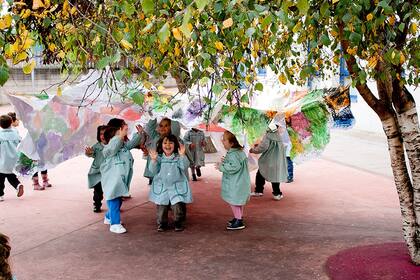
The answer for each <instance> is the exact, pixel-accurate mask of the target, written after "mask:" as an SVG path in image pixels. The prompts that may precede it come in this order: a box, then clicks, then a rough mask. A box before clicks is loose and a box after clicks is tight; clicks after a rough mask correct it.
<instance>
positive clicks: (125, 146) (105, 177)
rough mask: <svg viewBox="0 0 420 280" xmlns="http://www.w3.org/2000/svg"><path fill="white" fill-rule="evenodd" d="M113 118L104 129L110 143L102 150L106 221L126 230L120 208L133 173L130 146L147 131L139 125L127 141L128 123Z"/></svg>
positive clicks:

-------------------------

* **DIRECTIONS FOR THIS TASK**: Update all the material above by changing every "positive clicks" to "foreground clicks" and keeping everything else the same. Leave the pictures out of your answer.

* **ANSWER FOR THIS EXERCISE**:
The answer for each <instance> is the exact, pixel-accurate mask of the target, written after "mask:" as an SVG path in image pixels. The prompts that may precede it come in this order: a box, then clicks, then a rough mask. A box before clicks is loose and a box after clicks is tight; clicks after a rough mask correct it.
<instance>
foreground clicks: (125, 146) (105, 177)
rough mask: <svg viewBox="0 0 420 280" xmlns="http://www.w3.org/2000/svg"><path fill="white" fill-rule="evenodd" d="M113 118L104 129L110 143L102 150L106 221L126 230L120 208L133 173L130 146L147 131L139 125L127 141L128 123Z"/></svg>
foreground clicks:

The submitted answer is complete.